Exercise objective:
Restate the full set of records exactly, without adding or dropping a word.

Extracted records:
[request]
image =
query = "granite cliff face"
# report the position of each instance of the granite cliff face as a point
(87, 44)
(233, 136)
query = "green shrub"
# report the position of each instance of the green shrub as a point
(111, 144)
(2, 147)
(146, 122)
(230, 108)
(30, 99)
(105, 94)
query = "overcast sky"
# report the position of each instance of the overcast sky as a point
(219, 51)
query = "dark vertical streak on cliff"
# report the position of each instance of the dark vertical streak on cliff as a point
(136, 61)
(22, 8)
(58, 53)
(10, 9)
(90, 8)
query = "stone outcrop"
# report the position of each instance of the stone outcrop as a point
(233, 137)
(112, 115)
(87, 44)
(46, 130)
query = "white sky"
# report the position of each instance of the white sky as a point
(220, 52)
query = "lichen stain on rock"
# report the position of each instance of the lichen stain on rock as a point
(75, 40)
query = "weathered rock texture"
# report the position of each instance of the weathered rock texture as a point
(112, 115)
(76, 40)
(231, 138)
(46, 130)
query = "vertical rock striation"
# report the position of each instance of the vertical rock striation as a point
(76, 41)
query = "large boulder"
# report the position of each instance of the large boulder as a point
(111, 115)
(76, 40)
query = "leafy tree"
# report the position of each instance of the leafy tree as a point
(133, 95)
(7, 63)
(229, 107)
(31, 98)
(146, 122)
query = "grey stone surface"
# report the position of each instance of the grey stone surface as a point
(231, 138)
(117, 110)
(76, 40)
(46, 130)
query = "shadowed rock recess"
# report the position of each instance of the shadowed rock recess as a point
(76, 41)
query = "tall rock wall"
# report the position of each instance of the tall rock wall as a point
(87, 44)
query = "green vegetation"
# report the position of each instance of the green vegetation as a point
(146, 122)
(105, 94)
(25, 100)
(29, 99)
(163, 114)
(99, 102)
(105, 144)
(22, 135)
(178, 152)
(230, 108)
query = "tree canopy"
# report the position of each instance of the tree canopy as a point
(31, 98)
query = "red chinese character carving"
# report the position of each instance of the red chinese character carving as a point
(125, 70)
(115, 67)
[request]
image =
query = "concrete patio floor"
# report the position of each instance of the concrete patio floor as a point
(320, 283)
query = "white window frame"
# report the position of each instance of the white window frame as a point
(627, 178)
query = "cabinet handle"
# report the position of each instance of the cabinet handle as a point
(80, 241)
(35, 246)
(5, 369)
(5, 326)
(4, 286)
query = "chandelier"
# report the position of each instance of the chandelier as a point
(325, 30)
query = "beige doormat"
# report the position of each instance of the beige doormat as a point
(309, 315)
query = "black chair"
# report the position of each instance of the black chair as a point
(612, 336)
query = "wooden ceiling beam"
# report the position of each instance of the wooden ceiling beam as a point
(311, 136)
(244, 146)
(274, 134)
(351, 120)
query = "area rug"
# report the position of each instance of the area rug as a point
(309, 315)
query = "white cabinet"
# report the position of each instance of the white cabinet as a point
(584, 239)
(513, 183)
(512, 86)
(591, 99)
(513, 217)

Output of the exercise:
[request]
image =
query = "granite cliff face"
# report the position of each instance of the granite cliff face as a point
(87, 44)
(233, 136)
query = "green shrub"
# report the position of each instance of the green shrub as a point
(111, 144)
(2, 147)
(146, 122)
(230, 108)
(30, 99)
(105, 94)
query = "overcast sky"
# report the position of each instance of the overcast sky as a point
(219, 51)
query = "dark vertical streak on cliff"
# report the position of each instance of the dark vertical streak on cliff as a point
(136, 61)
(22, 8)
(58, 53)
(10, 9)
(90, 8)
query = "stone outcrop"
# report the position of each instance of the stone outcrop as a point
(233, 137)
(112, 115)
(87, 44)
(46, 130)
query = "white sky"
# report the position of each instance of the white sky as a point
(220, 52)
query = "lichen stain on rock"
# report the position of each instance of the lichen stain on rock as a point
(75, 40)
query = "weathered rock texture"
# report the position of each instance of the weathered rock texture as a point
(112, 115)
(76, 40)
(231, 138)
(46, 130)
query = "vertical rock striation"
# report the position of each instance of the vertical rock striation as a point
(76, 41)
query = "large boulder"
# report the position of each instance of the large boulder as a point
(111, 115)
(76, 40)
query = "leafy tree"
# report the position of each instance of the leafy tree as a point
(133, 95)
(7, 63)
(229, 107)
(31, 98)
(146, 122)
query = "grey stone surface"
# report the position of each instance of the grey stone surface as a point
(231, 138)
(117, 110)
(76, 40)
(46, 130)
query = "shadowed rock recess"
# report the position of each instance of the shadowed rock recess as a point
(76, 41)
query = "tall rock wall"
# report the position of each instance of the tall rock wall as a point
(87, 44)
query = "green vegetation"
# report the position of each instance of the green vegetation as a point
(146, 122)
(105, 94)
(25, 100)
(29, 99)
(163, 114)
(99, 102)
(105, 144)
(22, 135)
(178, 152)
(230, 108)
query = "tree canopy"
# report the position of each instance of the tree canopy as a point
(31, 98)
query = "red chinese character carving"
# report the position of each instance of the red chinese character carving as a point
(125, 70)
(115, 67)
[request]
image =
query = "concrete patio floor"
# report the position of each instance of the concrete patio floor as a point
(320, 283)
query = "white window frame"
# report the position of each instance of the white window frame as a point
(627, 178)
query = "cabinet handle"
# report the position of each instance of the cabinet handle as a point
(80, 241)
(35, 246)
(5, 369)
(5, 326)
(4, 286)
query = "chandelier"
# report the position of each instance of the chandelier as a point
(325, 30)
query = "beige doormat"
# report the position of each instance of the beige doormat as a point
(309, 315)
query = "black chair"
# report the position of each instance of the black chair as a point
(612, 336)
query = "wooden ceiling beam"
# report the position of each instance of the wooden ceiling beam as a point
(311, 136)
(244, 146)
(274, 134)
(351, 120)
query = "area rug"
# report the position of each instance of the area rug as a point
(309, 315)
query = "white cabinet"
# report the position of each instance of the white cabinet as a point
(584, 239)
(513, 183)
(512, 86)
(591, 99)
(513, 217)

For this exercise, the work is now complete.